*DIRECTIONS*. Transcribe everything in the article on southern border encounters from "The agency recently" down to "213,593 in July.".

*DOCUMENT PASSAGE*.
----
In one year, encounters triple with migrants attempting to cross southern border illegally
While overall numbers tripled compared to the same time period last year, there was a five-fold increase in those entering illegally in July.
In one year, Customs and Border Protection agents encountered triple the number of people entering the U.S. illegally than the previous year. From October 2020 to September 2021, 1,734,686 people were encountered at the U.S. southern border.
From October 2019 to September 2020, that number was 458,088.
With strained resources, an increased number of agents retiring and not enough agents being hired to replace them, CBP officers worked tirelessly during state shutdowns and threats associated with the coronavirus to process the greatest number of people encountered in recorded agency history.
The U.S. southern border with Mexico is the 10th-longest border between two countries in the world. The total length of the continental border is 1,954 miles, the majority of which – 1,254 miles – is shared with Texas.
The next highest number of encounters recorded was in 2000 with roughly 1.64 million, according to Border Patrol data dating back to 1960.
The agency recently released the latest numbers for September, when 192,001 people were encountered, compared to 57,674 in September 2020.
September’s encounters were down from the high of 209,840 in August and the highest so far this year of 213,593 in July.
----
*GIVEN DATA*.
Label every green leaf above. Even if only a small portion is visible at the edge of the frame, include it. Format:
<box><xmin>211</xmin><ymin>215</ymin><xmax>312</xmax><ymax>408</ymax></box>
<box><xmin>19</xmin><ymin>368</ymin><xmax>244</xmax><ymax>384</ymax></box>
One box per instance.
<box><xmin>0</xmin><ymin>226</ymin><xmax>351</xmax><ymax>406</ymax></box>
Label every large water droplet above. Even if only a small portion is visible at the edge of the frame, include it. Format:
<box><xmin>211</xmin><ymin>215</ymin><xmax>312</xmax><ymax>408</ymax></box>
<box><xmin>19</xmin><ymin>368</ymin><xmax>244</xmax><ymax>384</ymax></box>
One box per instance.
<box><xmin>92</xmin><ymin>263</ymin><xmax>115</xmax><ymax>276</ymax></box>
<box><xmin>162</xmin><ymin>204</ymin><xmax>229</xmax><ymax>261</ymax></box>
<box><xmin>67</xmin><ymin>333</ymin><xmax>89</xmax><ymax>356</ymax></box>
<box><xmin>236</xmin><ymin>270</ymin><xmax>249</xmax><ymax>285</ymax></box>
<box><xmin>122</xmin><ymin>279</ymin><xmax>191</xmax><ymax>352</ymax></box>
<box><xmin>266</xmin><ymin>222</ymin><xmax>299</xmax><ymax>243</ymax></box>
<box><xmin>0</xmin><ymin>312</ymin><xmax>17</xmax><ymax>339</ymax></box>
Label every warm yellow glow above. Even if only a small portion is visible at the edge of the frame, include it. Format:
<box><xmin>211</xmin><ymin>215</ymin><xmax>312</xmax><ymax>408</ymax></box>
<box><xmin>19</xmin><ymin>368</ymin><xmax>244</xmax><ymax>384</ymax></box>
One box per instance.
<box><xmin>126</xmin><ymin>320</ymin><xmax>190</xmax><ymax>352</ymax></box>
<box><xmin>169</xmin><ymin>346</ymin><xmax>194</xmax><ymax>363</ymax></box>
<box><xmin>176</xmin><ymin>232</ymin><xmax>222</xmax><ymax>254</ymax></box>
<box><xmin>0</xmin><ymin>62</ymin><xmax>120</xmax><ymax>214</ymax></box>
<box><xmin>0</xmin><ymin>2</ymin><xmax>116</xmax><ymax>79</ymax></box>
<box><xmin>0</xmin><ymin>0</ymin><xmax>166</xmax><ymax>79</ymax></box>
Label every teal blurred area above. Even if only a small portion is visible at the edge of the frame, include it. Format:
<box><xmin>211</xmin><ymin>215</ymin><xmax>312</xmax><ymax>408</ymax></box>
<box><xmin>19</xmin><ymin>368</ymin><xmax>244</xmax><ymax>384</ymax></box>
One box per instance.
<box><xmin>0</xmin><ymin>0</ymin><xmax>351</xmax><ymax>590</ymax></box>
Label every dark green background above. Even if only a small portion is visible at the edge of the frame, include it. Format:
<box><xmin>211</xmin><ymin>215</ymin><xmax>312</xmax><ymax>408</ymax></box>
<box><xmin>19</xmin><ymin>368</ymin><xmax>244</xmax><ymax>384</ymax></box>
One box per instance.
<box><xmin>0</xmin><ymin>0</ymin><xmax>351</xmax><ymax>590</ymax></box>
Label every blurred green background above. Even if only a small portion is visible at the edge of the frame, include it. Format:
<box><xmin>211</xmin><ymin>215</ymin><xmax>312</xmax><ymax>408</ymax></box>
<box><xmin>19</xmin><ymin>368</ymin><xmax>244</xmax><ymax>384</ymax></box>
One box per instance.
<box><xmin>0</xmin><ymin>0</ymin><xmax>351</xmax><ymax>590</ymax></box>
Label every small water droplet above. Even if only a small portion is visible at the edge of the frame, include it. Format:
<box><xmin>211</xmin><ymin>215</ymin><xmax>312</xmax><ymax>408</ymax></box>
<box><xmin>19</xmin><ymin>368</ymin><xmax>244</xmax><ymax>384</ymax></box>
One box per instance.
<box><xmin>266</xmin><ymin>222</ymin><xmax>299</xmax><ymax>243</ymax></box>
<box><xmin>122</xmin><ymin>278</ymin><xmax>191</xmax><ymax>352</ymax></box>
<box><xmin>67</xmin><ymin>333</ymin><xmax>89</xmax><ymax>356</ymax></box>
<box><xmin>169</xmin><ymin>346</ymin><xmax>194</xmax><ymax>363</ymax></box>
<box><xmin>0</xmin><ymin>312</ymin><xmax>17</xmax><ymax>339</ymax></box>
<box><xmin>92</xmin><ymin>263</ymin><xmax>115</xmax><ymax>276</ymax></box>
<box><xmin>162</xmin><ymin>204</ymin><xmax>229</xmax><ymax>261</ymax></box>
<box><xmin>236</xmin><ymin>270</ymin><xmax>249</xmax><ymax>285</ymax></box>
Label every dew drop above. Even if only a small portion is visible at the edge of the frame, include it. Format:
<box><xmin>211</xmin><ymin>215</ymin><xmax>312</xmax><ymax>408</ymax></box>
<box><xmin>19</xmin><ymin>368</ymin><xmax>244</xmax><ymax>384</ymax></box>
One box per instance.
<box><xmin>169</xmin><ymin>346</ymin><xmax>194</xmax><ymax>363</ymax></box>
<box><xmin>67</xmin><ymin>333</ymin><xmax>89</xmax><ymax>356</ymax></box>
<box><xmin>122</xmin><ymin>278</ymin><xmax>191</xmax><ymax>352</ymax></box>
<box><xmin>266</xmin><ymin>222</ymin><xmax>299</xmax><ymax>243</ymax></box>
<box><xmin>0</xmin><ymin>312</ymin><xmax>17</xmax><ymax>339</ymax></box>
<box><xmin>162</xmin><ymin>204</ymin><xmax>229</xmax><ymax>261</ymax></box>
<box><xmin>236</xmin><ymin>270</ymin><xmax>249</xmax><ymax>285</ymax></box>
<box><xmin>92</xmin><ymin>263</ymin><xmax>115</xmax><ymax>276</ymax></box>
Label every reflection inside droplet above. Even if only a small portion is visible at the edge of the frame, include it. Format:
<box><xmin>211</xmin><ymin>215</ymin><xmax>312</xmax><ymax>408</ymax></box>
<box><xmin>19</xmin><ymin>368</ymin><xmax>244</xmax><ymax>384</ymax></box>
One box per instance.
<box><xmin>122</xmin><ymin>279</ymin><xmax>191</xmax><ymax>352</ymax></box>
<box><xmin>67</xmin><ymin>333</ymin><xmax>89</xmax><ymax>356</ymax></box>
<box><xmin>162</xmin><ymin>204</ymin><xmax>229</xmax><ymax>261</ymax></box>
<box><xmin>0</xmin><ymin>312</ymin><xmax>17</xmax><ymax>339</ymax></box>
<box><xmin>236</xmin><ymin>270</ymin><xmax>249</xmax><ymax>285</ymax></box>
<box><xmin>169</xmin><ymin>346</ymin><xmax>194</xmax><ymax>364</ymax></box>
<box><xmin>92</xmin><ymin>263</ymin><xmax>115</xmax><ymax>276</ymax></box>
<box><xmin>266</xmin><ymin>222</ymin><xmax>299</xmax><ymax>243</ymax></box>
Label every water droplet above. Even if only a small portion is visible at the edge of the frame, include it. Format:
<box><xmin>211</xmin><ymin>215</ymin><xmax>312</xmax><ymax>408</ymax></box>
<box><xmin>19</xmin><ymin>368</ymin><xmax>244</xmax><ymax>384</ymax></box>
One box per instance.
----
*TASK SOLUTION*.
The agency recently released the latest numbers for September, when 192,001 people were encountered, compared to 57,674 in September 2020.
September’s encounters were down from the high of 209,840 in August and the highest so far this year of 213,593 in July.